**Exercises**
#1 Answer these questions from the movie reviews:
(a) What is the running time of The Patriot?
(b) What is the job of the protagonist in Me, Myself & Irene?
(c) Who directed The Perfect Storm?
#2 In the movie reviews, copy everything from "The crew of" down to "terrifying water scenes.".

**Given text**
___
Sex/Nudity: None. Violence: 1 mild schoolyard fistfight. Profanity: 5 mild expressions. Drugs: 6 scenes with alcohol.
Me, Myself & Irene (R) ** Directors: Bobby Farrelly, Peter Farrelly. With Jim Carrey, Rene Zellweger, Chris Cooper, Robert Forster. (116 min.)
The protagonist is a policeman with two personalities: One is sweeter than American pie, the other is lecherous enough to make Mr. Hyde look like a gentleman, and both are in love with Irene, a new acquaintance who's never quite sure which one she's dealing with. Carrey gives an awesome comic performance with little help from cinematic trickery. Look out for huge amounts of disgusting humor. ***1/2 Hilarious, over-the-top gross-out humor, hollow.
Sex/Nudity: 2 instances of implied sex, 3 suggestive scenes, some innuendo. Violence: 14 scenes of mostly slapstick violence, but includes two gunshot wounds. Profanity: 114 expressions, mostly crude. Drugs: 4 scenes with alcohol, 7 with tobacco.
The Patriot (R) ** Director: Roland Emmerich. With Mel Gibson, Joely Richardson, Chris Cooper, Tcheky Karyo. (165 min.)
The hero is a South Carolina farmer who becomes a reluctant fighter in the Revolutionary War after English soldiers kill his little boy. The movie pays lip service to the idea that war breeds violence, but it works more crudely on an emotional level, suggesting that the Colonial lads are basically decent sorts while the Redcoats harbor more than their share of monsters. What might have been a treat for history buffs and a refresher course for the rest of us turns into just another occasion to watch Gibson shoot guns, swing tomahawks, and wreak other kinds of havoc on enemies we've been primed to hate. *** Rousing, earnest, brutal, big.
Sex/Nudity: 1 instance of mild innuendo. Violence: 15 scenes of violence, including 6 long battle sequences. Profanity: 12 mild expressions. Drugs: 5 scenes with alcohol, 1 with alcohol and tobacco.
The Perfect Storm (PG-13) *** Director: Wolfgang Petersen. With George Clooney, Mary Elizabeth Mastrantonio, Mark Wahlberg. (127 min.)
The crew of a New England swordfishing boat battles the Worst Weather Ever while their friends and spouses wait anxiously on shore. Fish elsewhere if you want originality, creativity, or a tale dignified enough to match the real-life tragedy that inspired it; but dive right in if you're looking for an old-fashioned entertainment that delivers corny romance, turbulent action, and enough wave-churning seascapes to make "Titanic" seem landlocked. *** An emotional ride, definitely worth seeing, terrifying water scenes.
Sex/Nudity: 2 mildly implied sex scenes. Violence: 6 instances, including a bar fight and a fishing accident. Profanity: 63 expressions, some harsh. Drugs: 4 scenes with alcohol and tobacco, 8 with tobacco.
___
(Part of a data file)
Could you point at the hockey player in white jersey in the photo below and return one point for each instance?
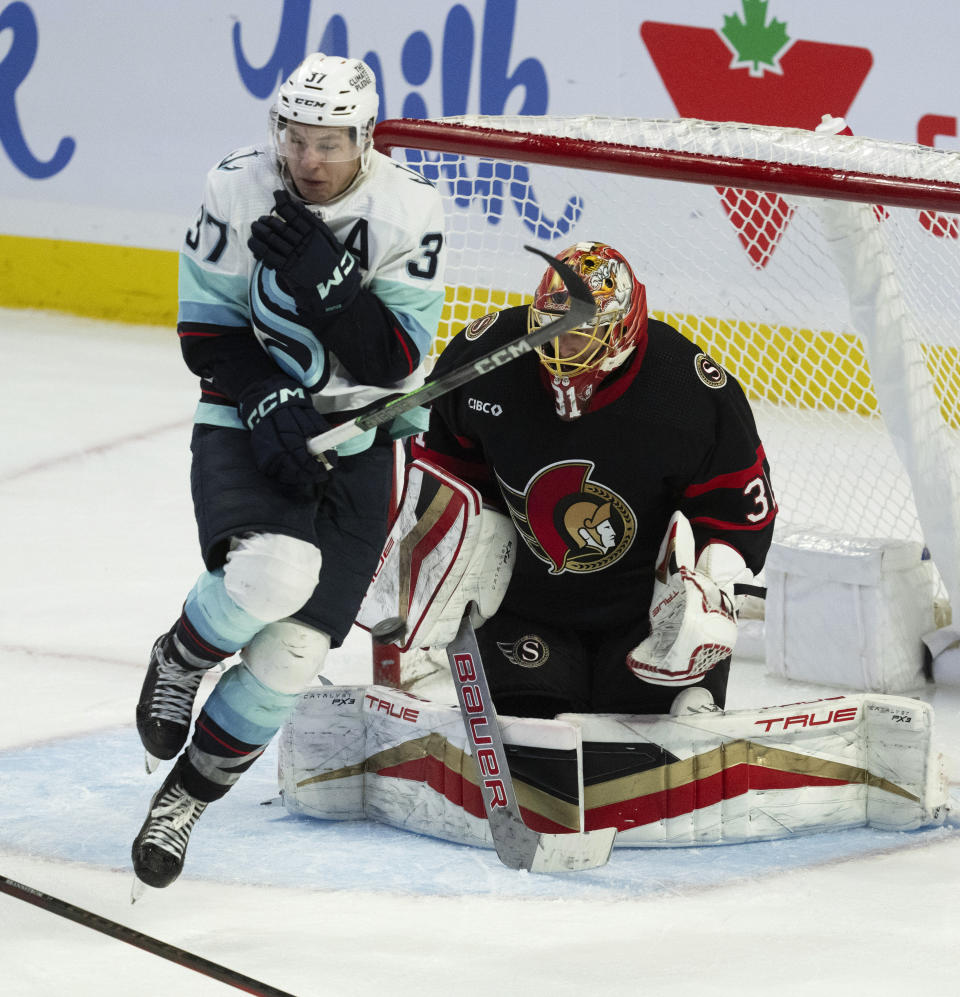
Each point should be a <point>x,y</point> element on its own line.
<point>310,287</point>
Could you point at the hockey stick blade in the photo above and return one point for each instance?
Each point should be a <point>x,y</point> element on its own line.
<point>582,309</point>
<point>517,846</point>
<point>124,934</point>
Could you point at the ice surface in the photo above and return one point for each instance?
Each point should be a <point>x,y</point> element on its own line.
<point>98,550</point>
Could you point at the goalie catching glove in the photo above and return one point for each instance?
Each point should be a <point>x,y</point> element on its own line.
<point>310,262</point>
<point>693,621</point>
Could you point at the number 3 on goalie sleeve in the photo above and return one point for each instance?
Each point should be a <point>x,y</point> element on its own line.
<point>693,625</point>
<point>445,550</point>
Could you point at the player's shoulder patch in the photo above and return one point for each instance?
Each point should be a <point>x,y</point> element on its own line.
<point>479,326</point>
<point>710,373</point>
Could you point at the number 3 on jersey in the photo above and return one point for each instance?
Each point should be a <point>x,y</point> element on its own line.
<point>759,490</point>
<point>426,268</point>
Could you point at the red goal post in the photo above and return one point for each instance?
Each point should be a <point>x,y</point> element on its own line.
<point>821,270</point>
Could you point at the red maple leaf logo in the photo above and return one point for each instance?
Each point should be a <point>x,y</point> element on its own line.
<point>751,71</point>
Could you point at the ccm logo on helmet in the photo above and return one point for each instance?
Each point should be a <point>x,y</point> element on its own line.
<point>487,408</point>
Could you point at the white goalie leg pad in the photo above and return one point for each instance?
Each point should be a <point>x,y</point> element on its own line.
<point>322,752</point>
<point>445,551</point>
<point>270,575</point>
<point>375,752</point>
<point>693,625</point>
<point>286,656</point>
<point>750,775</point>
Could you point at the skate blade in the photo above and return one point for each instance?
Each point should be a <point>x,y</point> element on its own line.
<point>138,889</point>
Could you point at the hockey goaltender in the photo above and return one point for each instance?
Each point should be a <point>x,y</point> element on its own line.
<point>596,511</point>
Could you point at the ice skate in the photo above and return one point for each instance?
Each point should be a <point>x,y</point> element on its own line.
<point>693,700</point>
<point>160,848</point>
<point>165,708</point>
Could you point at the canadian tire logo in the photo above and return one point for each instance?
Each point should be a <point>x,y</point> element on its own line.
<point>751,70</point>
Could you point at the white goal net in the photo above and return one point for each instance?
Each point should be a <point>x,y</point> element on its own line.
<point>821,270</point>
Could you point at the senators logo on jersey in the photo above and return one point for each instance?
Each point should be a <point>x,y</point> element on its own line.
<point>568,521</point>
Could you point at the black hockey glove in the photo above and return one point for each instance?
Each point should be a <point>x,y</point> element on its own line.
<point>281,418</point>
<point>310,262</point>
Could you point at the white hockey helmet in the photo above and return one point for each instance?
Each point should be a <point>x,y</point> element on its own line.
<point>333,92</point>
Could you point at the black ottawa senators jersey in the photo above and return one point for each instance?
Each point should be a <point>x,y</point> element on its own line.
<point>591,498</point>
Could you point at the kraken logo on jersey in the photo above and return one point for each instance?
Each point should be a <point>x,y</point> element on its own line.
<point>569,521</point>
<point>479,326</point>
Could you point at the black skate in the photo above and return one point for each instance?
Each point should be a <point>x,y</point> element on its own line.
<point>166,704</point>
<point>161,846</point>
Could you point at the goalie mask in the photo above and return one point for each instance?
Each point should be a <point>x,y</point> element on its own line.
<point>325,111</point>
<point>579,360</point>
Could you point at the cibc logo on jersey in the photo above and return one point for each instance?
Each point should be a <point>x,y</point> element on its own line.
<point>570,521</point>
<point>487,408</point>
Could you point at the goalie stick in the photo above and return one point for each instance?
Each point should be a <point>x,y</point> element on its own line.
<point>124,934</point>
<point>517,846</point>
<point>582,308</point>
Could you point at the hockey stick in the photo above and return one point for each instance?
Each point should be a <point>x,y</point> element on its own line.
<point>582,308</point>
<point>517,845</point>
<point>124,934</point>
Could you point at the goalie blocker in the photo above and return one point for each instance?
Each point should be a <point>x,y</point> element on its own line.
<point>369,752</point>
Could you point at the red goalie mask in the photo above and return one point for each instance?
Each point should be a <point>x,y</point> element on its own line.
<point>579,360</point>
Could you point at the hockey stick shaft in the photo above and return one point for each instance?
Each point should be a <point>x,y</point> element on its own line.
<point>517,846</point>
<point>124,934</point>
<point>582,308</point>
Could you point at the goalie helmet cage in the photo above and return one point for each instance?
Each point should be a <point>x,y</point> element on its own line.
<point>820,270</point>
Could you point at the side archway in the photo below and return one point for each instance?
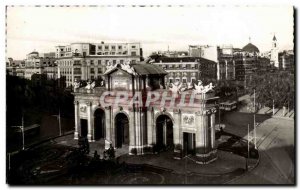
___
**Answers to the problems**
#1
(a) 165 minutes.
(b) He is a policeman.
(c) Wolfgang Petersen.

#2
The crew of a New England swordfishing boat battles the Worst Weather Ever while their friends and spouses wait anxiously on shore. Fish elsewhere if you want originality, creativity, or a tale dignified enough to match the real-life tragedy that inspired it; but dive right in if you're looking for an old-fashioned entertainment that delivers corny romance, turbulent action, and enough wave-churning seascapes to make "Titanic" seem landlocked. *** An emotional ride, definitely worth seeing, terrifying water scenes.